EXERCISE GOAL
What do the lines from the top of the data through the line with "[ ] a point sits on every instance of the snow" say? Quote them exactly and include both ends.

RECORDS FOR THE EXERCISE
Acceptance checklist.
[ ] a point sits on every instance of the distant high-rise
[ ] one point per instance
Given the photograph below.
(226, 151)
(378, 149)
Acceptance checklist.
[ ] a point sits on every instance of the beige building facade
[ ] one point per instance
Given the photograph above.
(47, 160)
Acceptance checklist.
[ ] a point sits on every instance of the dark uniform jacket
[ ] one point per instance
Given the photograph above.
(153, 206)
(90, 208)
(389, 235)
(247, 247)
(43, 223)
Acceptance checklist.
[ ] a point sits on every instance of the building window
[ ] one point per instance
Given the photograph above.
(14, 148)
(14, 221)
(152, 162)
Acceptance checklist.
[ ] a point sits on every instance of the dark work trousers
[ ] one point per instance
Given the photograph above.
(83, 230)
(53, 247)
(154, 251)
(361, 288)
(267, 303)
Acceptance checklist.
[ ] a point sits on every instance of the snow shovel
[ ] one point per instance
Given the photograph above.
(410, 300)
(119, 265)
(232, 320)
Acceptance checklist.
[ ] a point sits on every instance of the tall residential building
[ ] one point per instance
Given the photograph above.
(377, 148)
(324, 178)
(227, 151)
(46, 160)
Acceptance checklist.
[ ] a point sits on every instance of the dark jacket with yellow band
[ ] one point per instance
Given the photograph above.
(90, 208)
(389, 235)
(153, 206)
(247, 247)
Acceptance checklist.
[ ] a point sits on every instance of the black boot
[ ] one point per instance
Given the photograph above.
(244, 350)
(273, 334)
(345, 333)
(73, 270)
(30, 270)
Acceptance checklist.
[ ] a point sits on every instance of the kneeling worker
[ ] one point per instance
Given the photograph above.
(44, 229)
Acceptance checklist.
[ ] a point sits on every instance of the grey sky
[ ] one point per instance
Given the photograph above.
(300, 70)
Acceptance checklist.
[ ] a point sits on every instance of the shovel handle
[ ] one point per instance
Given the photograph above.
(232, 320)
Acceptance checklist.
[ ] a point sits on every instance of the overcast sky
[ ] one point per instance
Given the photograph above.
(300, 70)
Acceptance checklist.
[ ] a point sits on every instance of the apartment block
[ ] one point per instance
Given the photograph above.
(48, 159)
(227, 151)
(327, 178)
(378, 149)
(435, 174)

ANSWER SECTION
Acceptance checklist.
[ ] a point sits on every instance of the distant high-rise
[ ] one point per instance
Given the photograph below.
(226, 151)
(378, 149)
Acceptance checklist.
[ ] a point sits on every instance of the beige building facade
[ ] one point per instance
Given the photograph above.
(47, 160)
Acceptance checklist.
[ ] a point sits on every instance of the dark uniform jacket
[ ] one point per instance
Given the photograph above.
(153, 206)
(90, 208)
(389, 235)
(247, 247)
(43, 223)
Acceptance checklist.
[ ] a point sits on every instance of the building window
[ ] one point per instance
Given the photograph above.
(14, 148)
(14, 221)
(152, 162)
Acceptance checklist.
[ ] a point sits on every instance of the dark work trousers
[ ] one point per instance
Given the photograph above.
(83, 230)
(53, 247)
(154, 251)
(361, 288)
(267, 303)
Acceptance checklist.
[ ] a point sits on every instance of the snow shovel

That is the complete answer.